> What is needed
Reproduce the following items verbatim, line for line.

Stored data entries
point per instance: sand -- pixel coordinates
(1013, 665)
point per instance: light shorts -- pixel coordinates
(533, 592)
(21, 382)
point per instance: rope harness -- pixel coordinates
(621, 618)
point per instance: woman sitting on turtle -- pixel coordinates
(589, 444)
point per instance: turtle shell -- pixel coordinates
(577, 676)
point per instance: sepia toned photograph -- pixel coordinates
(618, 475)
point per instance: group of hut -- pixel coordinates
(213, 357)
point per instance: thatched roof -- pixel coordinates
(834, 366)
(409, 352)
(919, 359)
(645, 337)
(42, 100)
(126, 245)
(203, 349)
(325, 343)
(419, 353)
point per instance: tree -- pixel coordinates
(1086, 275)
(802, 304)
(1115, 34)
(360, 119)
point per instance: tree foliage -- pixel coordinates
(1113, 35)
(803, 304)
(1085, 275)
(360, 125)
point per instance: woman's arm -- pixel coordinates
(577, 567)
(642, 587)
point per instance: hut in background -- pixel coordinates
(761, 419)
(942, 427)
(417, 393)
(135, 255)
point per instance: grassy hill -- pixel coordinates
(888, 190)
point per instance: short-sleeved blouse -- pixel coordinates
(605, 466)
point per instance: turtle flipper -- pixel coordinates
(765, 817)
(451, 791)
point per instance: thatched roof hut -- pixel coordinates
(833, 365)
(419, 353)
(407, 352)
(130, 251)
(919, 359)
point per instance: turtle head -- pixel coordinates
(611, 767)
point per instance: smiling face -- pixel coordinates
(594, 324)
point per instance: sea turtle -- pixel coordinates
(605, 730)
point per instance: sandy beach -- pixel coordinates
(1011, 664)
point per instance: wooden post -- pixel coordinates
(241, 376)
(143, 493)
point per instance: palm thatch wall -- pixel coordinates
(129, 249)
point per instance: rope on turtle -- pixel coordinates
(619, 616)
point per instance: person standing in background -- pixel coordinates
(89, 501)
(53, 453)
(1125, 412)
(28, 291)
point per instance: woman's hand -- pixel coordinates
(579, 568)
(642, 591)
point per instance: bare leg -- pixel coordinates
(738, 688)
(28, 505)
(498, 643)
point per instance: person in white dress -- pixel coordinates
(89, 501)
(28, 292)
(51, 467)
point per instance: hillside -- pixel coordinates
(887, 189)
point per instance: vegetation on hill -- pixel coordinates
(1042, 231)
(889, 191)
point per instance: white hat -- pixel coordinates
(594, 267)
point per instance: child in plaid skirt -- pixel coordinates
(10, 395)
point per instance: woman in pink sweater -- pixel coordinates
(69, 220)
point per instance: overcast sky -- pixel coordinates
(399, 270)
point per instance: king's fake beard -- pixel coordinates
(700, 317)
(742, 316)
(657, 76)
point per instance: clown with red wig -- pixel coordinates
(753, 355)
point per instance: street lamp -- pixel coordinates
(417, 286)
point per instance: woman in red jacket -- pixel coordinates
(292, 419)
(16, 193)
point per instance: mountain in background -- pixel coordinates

> Exercise result
point per instance: sand -- pixel coordinates
(1013, 665)
point per instance: light shorts -- pixel coordinates
(533, 592)
(21, 382)
point per instance: rope harness -- pixel coordinates
(621, 618)
point per instance: woman sitting on turtle -- pixel coordinates
(589, 444)
point per instance: turtle shell -- pixel coordinates
(577, 676)
point per instance: sepia toned photograph -- pixel coordinates
(618, 475)
point per instance: group of hut -- pixel coordinates
(213, 357)
point per instance: thatched roof -- pixel coordinates
(834, 366)
(409, 352)
(919, 359)
(645, 337)
(42, 100)
(126, 245)
(203, 349)
(325, 343)
(419, 353)
point per instance: tree -- pixel coordinates
(1086, 275)
(802, 304)
(1115, 34)
(360, 119)
point per instance: tree foliage -- pixel coordinates
(1113, 35)
(803, 304)
(1085, 275)
(360, 125)
point per instance: woman's arm -- pixel coordinates
(577, 567)
(642, 587)
point per instance: hut in background -- pixel coordinates
(761, 419)
(942, 427)
(417, 393)
(135, 255)
point per instance: grassy hill -- pixel coordinates
(888, 190)
point per instance: short-sleeved blouse -- pixel coordinates
(605, 466)
point per instance: turtle flipper -- pixel coordinates
(765, 817)
(451, 791)
point per instance: thatched roof hut -- pixel coordinates
(833, 365)
(419, 353)
(407, 352)
(130, 251)
(919, 359)
point per instance: turtle head -- pixel coordinates
(611, 767)
point per instance: smiling face -- pixel coordinates
(594, 324)
point per instance: sea turtle -- pixel coordinates
(605, 730)
point per instance: sandy beach -- pixel coordinates
(1011, 664)
point per instance: wooden post -- pixel coordinates
(241, 376)
(143, 493)
point per instance: palm thatch wall -- pixel coordinates
(129, 249)
point per instance: rope on turtle -- pixel coordinates
(619, 616)
point per instance: person standing in background -- pixel coordinates
(89, 501)
(53, 453)
(1125, 412)
(28, 291)
point per instance: woman's hand -- pixel coordinates
(579, 568)
(642, 591)
point per instance: bare leg -- pixel coordinates
(738, 688)
(28, 505)
(498, 643)
point per instance: person in white dress -- pixel coordinates
(89, 501)
(28, 292)
(51, 467)
point per instance: hillside -- pixel coordinates
(887, 189)
point per instance: vegetation on hill -- pixel coordinates
(1042, 231)
(889, 191)
point per instance: white hat -- pixel coordinates
(594, 267)
point per instance: child in plaid skirt -- pixel coordinates
(10, 395)
point per instance: woman in pink sweater -- pixel coordinates
(69, 220)
point per instance: overcast sky -- pixel coordinates
(399, 270)
point per instance: king's fake beard -- pixel coordinates
(700, 317)
(742, 316)
(657, 76)
point per instance: clown with red wig -- pixel coordinates
(753, 355)
point per instance: street lamp -- pixel coordinates
(417, 286)
point per instance: woman in red jacket -- pixel coordinates
(292, 419)
(16, 193)
point per instance: mountain in background -- pixel coordinates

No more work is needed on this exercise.